§ **GIVEN PROBLEM**: Copy the data below word for word, starting with the line that contains "Pick out every instance of the blue" and going through the end of the data.

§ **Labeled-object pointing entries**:
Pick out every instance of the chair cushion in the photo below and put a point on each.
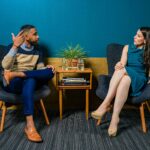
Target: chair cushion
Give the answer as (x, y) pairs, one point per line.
(43, 92)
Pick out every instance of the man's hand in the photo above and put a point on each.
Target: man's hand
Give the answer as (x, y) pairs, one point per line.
(119, 66)
(52, 67)
(18, 39)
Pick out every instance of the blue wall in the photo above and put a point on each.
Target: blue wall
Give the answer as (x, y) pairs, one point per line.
(92, 23)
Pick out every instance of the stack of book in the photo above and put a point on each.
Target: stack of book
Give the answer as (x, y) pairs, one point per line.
(74, 81)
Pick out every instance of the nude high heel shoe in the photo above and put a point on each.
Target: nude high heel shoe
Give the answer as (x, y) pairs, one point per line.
(112, 132)
(97, 115)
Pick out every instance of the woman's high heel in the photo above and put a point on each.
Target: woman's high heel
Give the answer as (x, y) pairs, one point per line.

§ **SOLUTION TO THIS EXERCISE**:
Pick out every instance of the blue wall in the photo above and put a point on each.
Target: blue wall
Give the answer as (x, y) pairs, one point per line.
(92, 23)
Pick out every instance of the stack of book in the photo above and put a point on each.
Target: stack of book
Give the answer as (x, y) pairs, one point per line.
(74, 81)
Pick out every instance of the nude high heel shoe in the photo above and put a point on each.
Target: nude high heel shoe
Give the answer as (x, y) pairs, one point per line.
(112, 132)
(97, 115)
Pick out every instance of the woman's high heel in the photo above and put a point on each.
Target: woman's high heel
Give the answer as (x, y) pairs, one point per line.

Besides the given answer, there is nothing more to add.